> **RECORDS FOR PROCESSING**
## begin
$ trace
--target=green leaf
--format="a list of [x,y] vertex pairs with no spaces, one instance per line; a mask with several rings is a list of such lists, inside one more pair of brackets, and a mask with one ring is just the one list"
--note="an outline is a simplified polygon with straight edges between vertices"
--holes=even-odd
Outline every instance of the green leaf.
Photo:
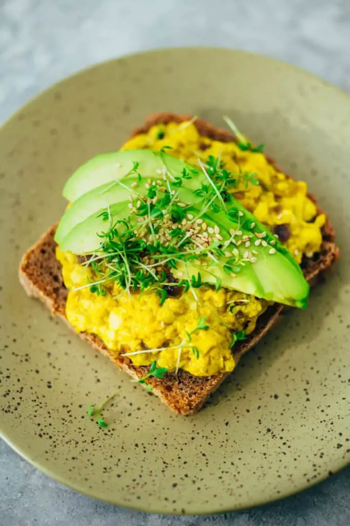
[[152,376],[155,376],[156,378],[163,378],[167,372],[168,370],[165,367],[158,367],[156,369]]
[[161,289],[157,291],[157,296],[160,296],[161,301],[159,302],[160,305],[163,305],[163,303],[168,297],[168,293],[165,289]]
[[181,186],[182,184],[182,179],[181,177],[179,177],[178,176],[176,176],[174,178],[175,179],[175,181],[173,181],[173,184],[174,185],[174,186]]
[[238,330],[235,333],[236,335],[236,339],[238,340],[245,340],[246,338],[246,331],[244,330]]
[[242,151],[250,149],[250,145],[249,143],[237,143],[237,146]]
[[157,362],[156,360],[154,360],[154,361],[151,364],[151,367],[150,368],[150,371],[149,371],[149,374],[151,375],[153,371],[156,368]]
[[156,134],[156,137],[157,138],[157,139],[163,139],[165,135],[165,134],[163,130],[161,128],[161,127],[158,126],[158,129],[157,130],[157,133]]
[[206,317],[200,316],[198,318],[198,323],[197,324],[197,327],[195,329],[195,330],[208,330],[209,328],[209,325],[206,325]]
[[107,424],[105,422],[103,422],[103,420],[101,419],[99,419],[97,421],[97,423],[100,427],[108,427],[108,424]]
[[199,358],[199,349],[198,347],[192,347],[192,352],[194,355],[196,355],[196,358],[198,360]]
## end
> **WRITTEN PROBLEM**
Reproduce the entire listing above, line for line and without any alteration, but omit the pictures.

> **CORRECT ANSWER**
$ trace
--target=green leaf
--format="a list of [x,y] vertex pairs with no spaces, one instance per line; a mask with several rings is a list of such lists, inside one more pair of brackets, and a mask with one ring is just the one list"
--note="an outline is a simplified polygon with straight edges between vertices"
--holes=even-odd
Outline every instance of the green leaf.
Photo:
[[152,376],[155,376],[156,378],[163,378],[167,372],[168,370],[165,367],[158,367],[156,369]]
[[161,289],[157,291],[157,296],[160,296],[161,301],[159,302],[160,305],[163,305],[163,303],[168,297],[168,293],[165,289]]
[[181,186],[182,184],[182,179],[181,177],[179,177],[178,176],[176,176],[174,178],[175,179],[175,181],[173,181],[173,184],[174,185],[174,186]]
[[238,330],[235,333],[236,335],[236,339],[238,340],[245,340],[246,338],[246,331],[244,330]]
[[242,151],[250,149],[250,145],[249,143],[237,143],[237,146]]
[[157,362],[156,360],[154,360],[154,361],[151,364],[151,367],[150,368],[150,371],[149,371],[149,374],[151,375],[153,371],[156,368]]
[[156,134],[156,137],[157,138],[157,139],[163,139],[165,135],[165,134],[163,130],[161,128],[161,127],[158,126],[158,129],[157,130],[157,133]]
[[206,317],[200,316],[198,318],[198,323],[197,324],[197,327],[195,329],[195,330],[208,330],[209,328],[209,325],[206,325]]
[[107,424],[105,422],[103,422],[103,420],[101,419],[99,419],[97,421],[97,423],[100,427],[108,427],[108,424]]
[[199,358],[199,349],[198,347],[192,347],[192,352],[194,355],[196,355],[196,358],[198,360]]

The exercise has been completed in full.